EXERCISE REQUIREMENTS.
Can you quote every line of the records below word for word, leaving out the pictures?

DATASET RECORDS.
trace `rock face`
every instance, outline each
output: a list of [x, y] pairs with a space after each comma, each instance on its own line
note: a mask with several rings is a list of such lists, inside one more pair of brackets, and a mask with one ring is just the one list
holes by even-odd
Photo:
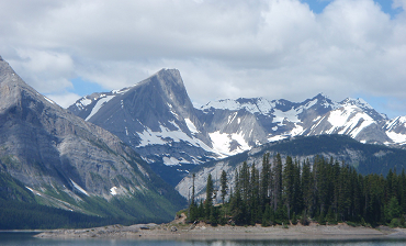
[[[155, 205], [138, 201], [138, 211], [131, 216], [155, 217], [155, 213], [169, 219], [183, 202], [134, 149], [36, 92], [3, 59], [0, 164], [0, 171], [22, 181], [34, 193], [50, 194], [60, 200], [57, 203], [81, 208], [81, 212], [125, 214], [109, 201], [129, 201], [140, 195]], [[61, 199], [63, 193], [69, 199]], [[86, 209], [97, 201], [111, 205], [112, 213]], [[143, 211], [142, 206], [147, 209]]]
[[117, 135], [149, 163], [200, 164], [218, 157], [174, 69], [131, 88], [87, 96], [69, 110]]
[[117, 135], [173, 186], [194, 165], [289, 137], [341, 134], [361, 143], [406, 143], [406, 120], [390, 120], [362, 99], [240, 98], [195, 109], [176, 69], [162, 69], [129, 88], [83, 97], [69, 110]]
[[[211, 161], [193, 170], [195, 194], [198, 199], [205, 199], [205, 188], [207, 177], [211, 174], [214, 183], [214, 190], [221, 190], [219, 178], [223, 170], [227, 174], [228, 188], [235, 188], [235, 174], [244, 161], [248, 166], [256, 164], [256, 168], [262, 170], [262, 160], [264, 154], [270, 155], [270, 164], [273, 165], [273, 156], [281, 154], [282, 163], [285, 163], [286, 156], [294, 160], [308, 160], [313, 164], [316, 156], [335, 160], [340, 164], [351, 165], [358, 168], [363, 175], [382, 174], [386, 176], [390, 169], [402, 170], [406, 168], [406, 149], [390, 148], [384, 145], [361, 144], [350, 136], [346, 135], [318, 135], [318, 136], [297, 136], [280, 142], [268, 143], [225, 159]], [[185, 198], [190, 195], [193, 186], [192, 175], [184, 177], [176, 189]], [[219, 192], [216, 202], [221, 202]]]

THE REPLY.
trace `rock face`
every instance, outline each
output: a list of [x, y] pairs with a space after each comma, each instance on its own line
note: a mask with several rings is a list of such lists, inside one more pair of brackets, and a mask with one ring is just the one list
holes by even-odd
Photo:
[[[155, 205], [138, 201], [138, 211], [131, 216], [155, 217], [155, 213], [169, 219], [183, 202], [134, 149], [36, 92], [3, 59], [0, 164], [0, 171], [22, 181], [34, 193], [50, 194], [60, 200], [57, 203], [81, 208], [81, 212], [125, 214], [109, 201], [129, 201], [140, 195]], [[61, 199], [63, 193], [69, 199]], [[86, 209], [97, 201], [111, 205], [112, 213]], [[143, 211], [142, 206], [147, 209]]]
[[117, 135], [149, 163], [200, 164], [218, 157], [174, 69], [131, 88], [87, 96], [69, 110]]
[[117, 135], [173, 186], [194, 165], [289, 137], [341, 134], [361, 143], [406, 143], [406, 120], [390, 120], [362, 99], [240, 98], [195, 109], [176, 69], [162, 69], [129, 88], [83, 97], [69, 110]]
[[[211, 161], [193, 170], [195, 194], [198, 199], [205, 199], [205, 188], [207, 177], [211, 174], [214, 183], [214, 190], [221, 190], [219, 178], [223, 170], [227, 174], [228, 188], [235, 188], [235, 174], [244, 161], [248, 166], [256, 164], [256, 168], [262, 170], [262, 160], [264, 154], [270, 155], [270, 164], [273, 165], [273, 156], [281, 154], [282, 163], [285, 163], [286, 156], [294, 160], [308, 160], [313, 164], [316, 156], [335, 160], [340, 164], [351, 165], [358, 168], [363, 175], [382, 174], [386, 176], [390, 169], [402, 170], [406, 168], [406, 149], [390, 148], [384, 145], [361, 144], [350, 136], [346, 135], [318, 135], [318, 136], [297, 136], [280, 142], [268, 143], [225, 159]], [[185, 198], [190, 195], [193, 186], [192, 175], [184, 177], [176, 189]], [[219, 192], [216, 202], [221, 202]]]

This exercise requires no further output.